Information supplied Start Marker
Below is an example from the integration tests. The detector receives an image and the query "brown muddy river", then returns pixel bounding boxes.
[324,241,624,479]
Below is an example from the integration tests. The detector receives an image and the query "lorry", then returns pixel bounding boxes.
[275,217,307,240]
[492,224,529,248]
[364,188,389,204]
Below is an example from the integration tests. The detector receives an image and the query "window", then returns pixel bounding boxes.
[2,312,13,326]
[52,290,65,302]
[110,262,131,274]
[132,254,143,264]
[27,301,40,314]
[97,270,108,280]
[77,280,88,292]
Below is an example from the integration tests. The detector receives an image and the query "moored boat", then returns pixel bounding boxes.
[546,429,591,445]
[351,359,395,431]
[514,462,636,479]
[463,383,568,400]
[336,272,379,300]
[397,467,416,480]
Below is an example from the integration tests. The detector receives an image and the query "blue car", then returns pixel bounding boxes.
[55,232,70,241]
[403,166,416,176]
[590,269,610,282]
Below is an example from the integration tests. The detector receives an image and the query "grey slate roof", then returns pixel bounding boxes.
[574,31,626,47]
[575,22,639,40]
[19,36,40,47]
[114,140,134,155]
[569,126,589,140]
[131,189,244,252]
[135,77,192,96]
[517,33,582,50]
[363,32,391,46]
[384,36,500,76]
Information supplied End Marker
The required output is the full set of entries, reproduced verbatim.

Below is an example from the integration tests. The detector receives an image and the query "brown muddy river", then returns pixel bounding boxes.
[324,241,624,479]
Below is an example from the integration tests. The detector receives an image and the query "lorry", then returns pixel bounding boxes.
[275,217,307,240]
[492,224,529,248]
[364,188,389,204]
Below is an example from the integration tests. The detector receives an image and the query "window", then returns pixel bounding boxes.
[2,312,13,326]
[52,290,65,302]
[110,262,131,274]
[132,254,143,264]
[27,301,40,314]
[97,270,108,280]
[77,280,88,292]
Below is an example from the integration tests. The detector receives an image and the query "moored boat", then returns pixel bounding boxes.
[546,429,591,445]
[351,359,395,431]
[514,462,636,479]
[463,383,568,400]
[336,272,379,300]
[397,467,416,480]
Below is an example from the integration tests. The detector receives an image and the query "blue car", then returns pixel bounding boxes.
[55,232,70,241]
[403,166,416,176]
[590,269,610,282]
Below is an example from the integration tests. The detector receives an image and the query "grey slate roof", then returns pixel bounding boxes.
[574,31,626,47]
[575,22,639,40]
[19,36,40,47]
[114,140,134,155]
[569,126,589,140]
[131,189,244,252]
[135,77,192,96]
[517,33,582,50]
[363,32,391,46]
[384,36,500,76]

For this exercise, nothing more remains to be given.